Write the entries out again in full and unchanged, dropping every image.
Top of EXERCISE MATERIAL
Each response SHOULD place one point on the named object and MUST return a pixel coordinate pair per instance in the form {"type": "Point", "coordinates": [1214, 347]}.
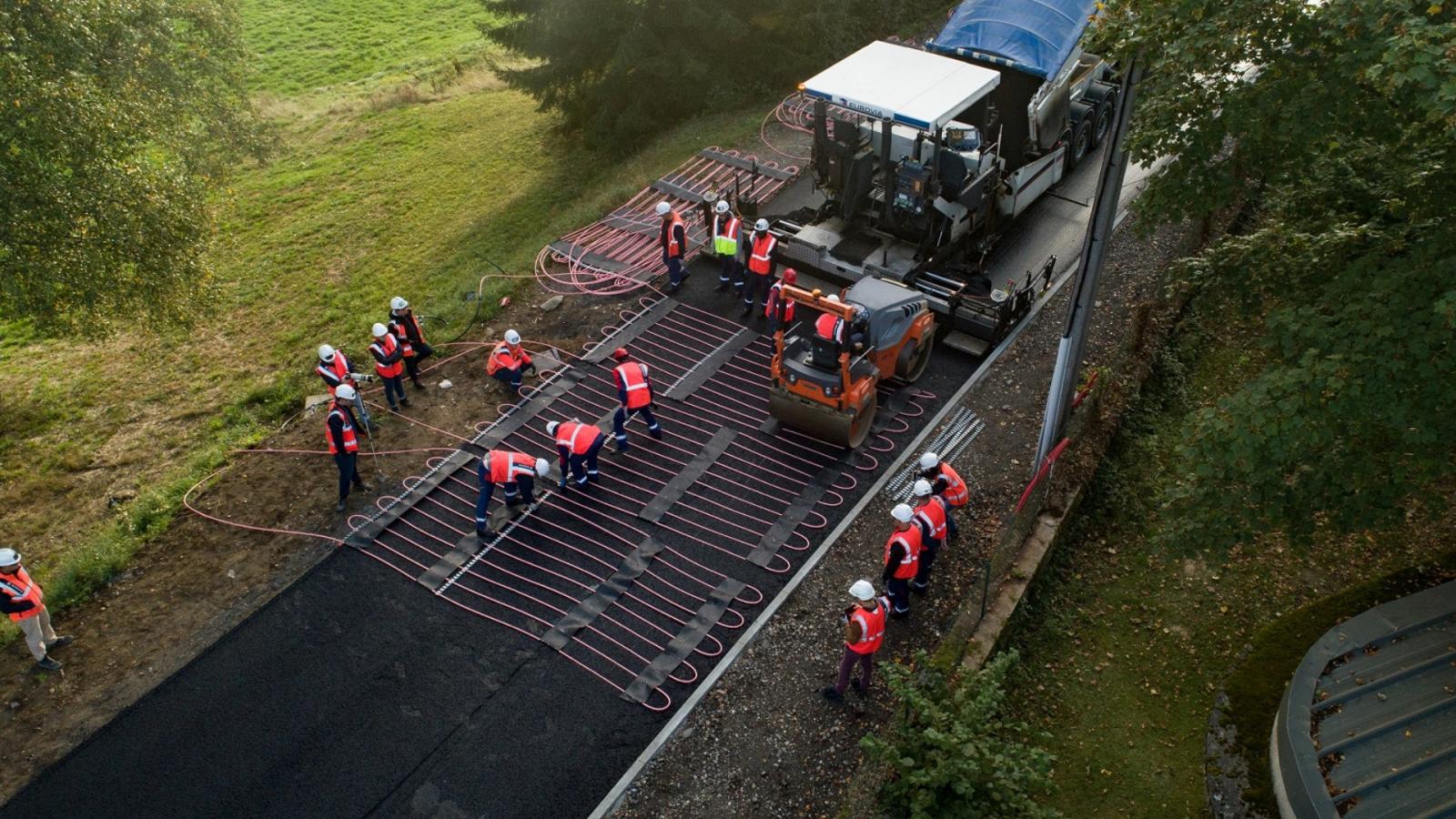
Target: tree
{"type": "Point", "coordinates": [1339, 123]}
{"type": "Point", "coordinates": [951, 753]}
{"type": "Point", "coordinates": [116, 120]}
Bottom of EXERCISE MATERIAL
» SOLUTION TO THIS EXERCISE:
Each response SHOULD place one point on the named object and MUST return a pixel coordinate pair per instance in the form {"type": "Point", "coordinates": [1214, 347]}.
Target: tree
{"type": "Point", "coordinates": [1339, 123]}
{"type": "Point", "coordinates": [951, 753]}
{"type": "Point", "coordinates": [116, 120]}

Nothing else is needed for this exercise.